* [What is needed]:
Using the Feast API issue below, answer each question:
(a) What were feature references previously called?
(b) What three problems does the most critical feedback say the introduction of projects was meant to address?
(c) Between which versions did the Feast user facing API and data model change dramatically?

* [Source passage]:
See original GitHub issue

This issue is meant to be a discussion of the current Feast API as it relates to feature references, a key component of the user facing API. Additionally, it will also discuss the current data model and our concept hierarchy.

1. Background

The Feast user facing API and data model changed dramatically from 0.1 to 0.2+. The original intention was to simplify the API as much as possible and gradually evolve it as new user requirements available.

Two important reference documents on this topic are

2. Problem statement

The Feast API is evolving as more and more teams adopt the software and share their requirements with us. In most cases this means an expansion of the API, but in some cases it means a reversal.

With the introduction of projects into Feast (Feast Projects RFC), our API has evolved again. This change has affected feature references, the data model, and concept hierarchy.

The most critical feedback on this change has been that it introduces unnecessary complexity to address problems (isolation, namespacing, security), that could be solved in a different way.

3. Objective

The point of this GitHub issue is to settle our API for feature references, our concept hierarchy, and data model in such a way that we

  • Meet all our known requirements for future development
  • Minimize user facing changes and migration requirements
  • Maintain flexibility in accepting new user requirements and evolving our API

Put simply, we want to make sure that we are on the right path and make the necessary changes now when its least disruptive.

4. What are feature references?

Feature references (previously Feature Ids) are strings/objects within Feast that allows Feast and users of Feast to reference specific features. Feature references are primarily used as a means of indicating to Feast which features a user would like to retrieve.

* [Input data]:
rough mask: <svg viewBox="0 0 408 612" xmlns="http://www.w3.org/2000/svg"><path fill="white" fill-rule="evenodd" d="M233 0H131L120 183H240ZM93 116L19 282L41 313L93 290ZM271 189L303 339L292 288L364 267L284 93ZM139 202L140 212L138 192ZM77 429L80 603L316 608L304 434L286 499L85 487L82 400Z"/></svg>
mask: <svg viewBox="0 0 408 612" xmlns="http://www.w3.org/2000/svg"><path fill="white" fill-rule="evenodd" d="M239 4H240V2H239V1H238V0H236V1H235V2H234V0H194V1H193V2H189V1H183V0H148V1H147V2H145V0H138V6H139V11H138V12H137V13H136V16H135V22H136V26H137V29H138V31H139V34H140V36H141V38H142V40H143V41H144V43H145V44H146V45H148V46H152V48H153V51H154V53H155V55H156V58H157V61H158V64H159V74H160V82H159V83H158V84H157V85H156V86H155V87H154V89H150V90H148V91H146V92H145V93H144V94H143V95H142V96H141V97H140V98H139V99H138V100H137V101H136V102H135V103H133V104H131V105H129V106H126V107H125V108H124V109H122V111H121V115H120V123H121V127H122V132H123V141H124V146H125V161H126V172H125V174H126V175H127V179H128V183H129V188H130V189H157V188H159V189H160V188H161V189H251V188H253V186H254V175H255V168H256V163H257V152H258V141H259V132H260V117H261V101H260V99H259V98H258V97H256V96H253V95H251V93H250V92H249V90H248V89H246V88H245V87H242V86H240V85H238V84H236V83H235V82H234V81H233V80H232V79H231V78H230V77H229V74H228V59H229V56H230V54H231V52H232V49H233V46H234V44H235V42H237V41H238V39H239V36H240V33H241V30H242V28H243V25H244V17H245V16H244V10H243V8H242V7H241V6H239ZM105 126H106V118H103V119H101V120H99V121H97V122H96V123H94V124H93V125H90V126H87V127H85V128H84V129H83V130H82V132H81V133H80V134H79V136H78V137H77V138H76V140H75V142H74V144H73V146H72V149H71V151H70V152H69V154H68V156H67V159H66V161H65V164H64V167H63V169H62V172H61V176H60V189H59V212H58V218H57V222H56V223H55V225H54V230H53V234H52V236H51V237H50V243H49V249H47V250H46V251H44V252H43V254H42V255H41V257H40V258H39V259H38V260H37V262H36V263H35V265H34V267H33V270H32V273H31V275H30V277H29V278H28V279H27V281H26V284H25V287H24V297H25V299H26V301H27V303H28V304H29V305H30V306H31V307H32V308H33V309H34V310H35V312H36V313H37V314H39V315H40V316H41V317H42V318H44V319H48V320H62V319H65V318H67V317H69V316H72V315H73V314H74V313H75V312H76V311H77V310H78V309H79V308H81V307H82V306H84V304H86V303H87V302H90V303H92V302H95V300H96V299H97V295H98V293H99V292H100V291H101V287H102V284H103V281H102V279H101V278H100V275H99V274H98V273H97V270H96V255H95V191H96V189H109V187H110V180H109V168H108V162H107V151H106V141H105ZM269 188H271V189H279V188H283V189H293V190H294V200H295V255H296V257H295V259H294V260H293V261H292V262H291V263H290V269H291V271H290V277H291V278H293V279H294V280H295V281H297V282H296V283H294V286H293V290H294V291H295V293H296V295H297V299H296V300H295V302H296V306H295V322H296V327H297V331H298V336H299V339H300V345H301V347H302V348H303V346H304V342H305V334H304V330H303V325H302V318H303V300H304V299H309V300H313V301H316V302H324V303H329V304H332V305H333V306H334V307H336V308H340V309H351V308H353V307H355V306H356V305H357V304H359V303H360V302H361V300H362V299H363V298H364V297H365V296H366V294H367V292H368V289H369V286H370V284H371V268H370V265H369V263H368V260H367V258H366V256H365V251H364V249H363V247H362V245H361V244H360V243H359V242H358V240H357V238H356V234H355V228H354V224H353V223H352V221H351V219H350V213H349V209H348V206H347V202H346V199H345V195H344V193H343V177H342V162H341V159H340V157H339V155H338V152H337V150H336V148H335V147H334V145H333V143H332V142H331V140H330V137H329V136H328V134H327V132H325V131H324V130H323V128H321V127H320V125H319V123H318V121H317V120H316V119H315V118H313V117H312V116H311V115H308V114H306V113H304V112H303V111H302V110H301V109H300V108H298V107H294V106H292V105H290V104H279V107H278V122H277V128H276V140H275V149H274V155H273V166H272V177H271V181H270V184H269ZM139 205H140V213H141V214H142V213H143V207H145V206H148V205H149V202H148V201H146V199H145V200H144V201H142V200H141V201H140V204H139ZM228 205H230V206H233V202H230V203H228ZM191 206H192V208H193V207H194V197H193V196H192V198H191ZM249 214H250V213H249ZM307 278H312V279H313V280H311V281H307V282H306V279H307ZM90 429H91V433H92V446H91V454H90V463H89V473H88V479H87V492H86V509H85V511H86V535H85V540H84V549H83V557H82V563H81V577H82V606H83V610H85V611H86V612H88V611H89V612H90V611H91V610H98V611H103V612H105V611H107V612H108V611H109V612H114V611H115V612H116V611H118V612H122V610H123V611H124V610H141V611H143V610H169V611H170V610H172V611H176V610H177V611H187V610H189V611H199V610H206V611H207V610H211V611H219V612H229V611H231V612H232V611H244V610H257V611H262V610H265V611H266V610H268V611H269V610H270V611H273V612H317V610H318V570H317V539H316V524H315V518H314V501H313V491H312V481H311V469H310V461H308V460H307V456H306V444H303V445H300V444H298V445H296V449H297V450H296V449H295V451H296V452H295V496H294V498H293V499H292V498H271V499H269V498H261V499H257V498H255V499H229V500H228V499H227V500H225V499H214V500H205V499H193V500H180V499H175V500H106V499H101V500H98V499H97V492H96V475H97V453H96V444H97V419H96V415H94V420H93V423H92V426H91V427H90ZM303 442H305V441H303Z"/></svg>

* [Exercise output]:
(a) Feature Ids
(b) Isolation, namespacing, and security
(c) From 0.1 to 0.2+